Instructions
A: List every temperature that the Parbold Hill passage below reports, giving both scales and what each temperature refers to.
B: Translate this sentence from the Parbold Hill passage below into Spanish: "The combination of the two-speed axle and 2,200 r.p.m. governed speed of the engine assisted in achieving this remarkably good performance."

Text passage
The climb of Parbold Hill (0-75 mile at an average gradient of 1 in 12) was made in 2 min. 44 sec., 1 sec. faster than the Tiger Cub and 27 sec. faster than the Leopard referred to in the last paragraph. The combination of the two-speed axle and 2,200 r.p.m. governed speed of the engine assisted in achieving this remarkably good performance. Much of the climb was made at 23 m.p.h., peak revs in second-high, and an almost instantaneous change to second-low enabled the speed to be kept up over the 1 in 6-5 section and for the 30 sec. during which this ratio was required.
A Tapley performance meter recorded a maximum pull of 180 lb./ton in second-high during the Leopard's climb, which agrees very closely with a calculated figure of 178 lb./ton based on 85 per cent transmission efficiency in
an indirect gear and 25 lb./ton rolling resistance. This corresponds to the ability to climb a I in 12.4 gradient. The vehicle's coolant thermometer recorded 180°F. (82°C.) at the top of the hill, the normal running temperature being in. the region of 170°F. (77°C.), whilst the ambient temperature was 10°C. (50°F.). An easy restart on the 1 in 6.5 gradient was subsequently made in first-high.

Data records

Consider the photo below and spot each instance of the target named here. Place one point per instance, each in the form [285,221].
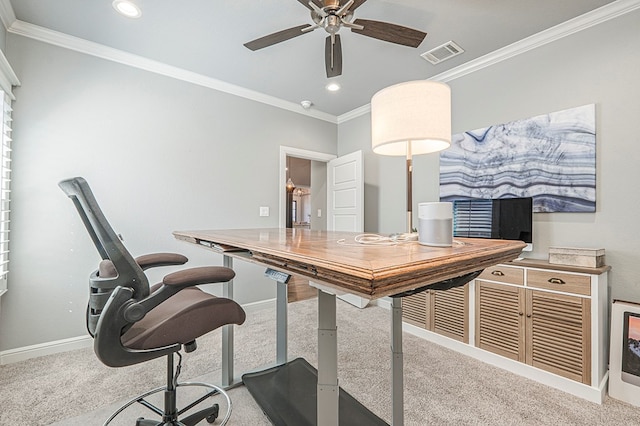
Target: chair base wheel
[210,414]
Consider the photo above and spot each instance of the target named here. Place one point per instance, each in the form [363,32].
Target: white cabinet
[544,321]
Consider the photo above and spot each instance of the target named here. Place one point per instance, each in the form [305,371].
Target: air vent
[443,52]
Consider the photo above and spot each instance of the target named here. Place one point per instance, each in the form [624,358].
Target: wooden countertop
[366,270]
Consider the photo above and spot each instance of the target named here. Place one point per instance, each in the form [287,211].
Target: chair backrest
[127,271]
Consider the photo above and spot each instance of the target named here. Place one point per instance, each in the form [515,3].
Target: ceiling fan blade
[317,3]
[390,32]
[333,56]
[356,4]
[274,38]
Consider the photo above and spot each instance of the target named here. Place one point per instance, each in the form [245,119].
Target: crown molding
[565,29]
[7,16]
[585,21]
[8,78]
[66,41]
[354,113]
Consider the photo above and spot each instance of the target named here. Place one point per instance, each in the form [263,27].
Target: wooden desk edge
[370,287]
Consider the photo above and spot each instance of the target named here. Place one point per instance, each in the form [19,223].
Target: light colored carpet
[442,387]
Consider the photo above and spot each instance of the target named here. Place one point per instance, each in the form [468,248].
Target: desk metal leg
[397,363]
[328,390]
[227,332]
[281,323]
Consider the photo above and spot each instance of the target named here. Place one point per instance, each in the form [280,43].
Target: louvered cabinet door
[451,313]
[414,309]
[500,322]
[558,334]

...

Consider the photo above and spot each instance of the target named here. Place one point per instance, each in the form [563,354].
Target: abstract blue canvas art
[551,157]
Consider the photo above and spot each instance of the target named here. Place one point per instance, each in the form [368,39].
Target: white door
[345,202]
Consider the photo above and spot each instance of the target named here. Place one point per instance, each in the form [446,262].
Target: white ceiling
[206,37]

Task responses
A:
- 180°F (82°C): the coolant temperature at the top of the hill
- 170°F (77°C): the normal running temperature, approximately
- 10°C (50°F): the ambient temperature

B: La combinación del eje de dos velocidades y la velocidad regulada del motor a 2.200 r.p.m. contribuyó a lograr este rendimiento notablemente bueno.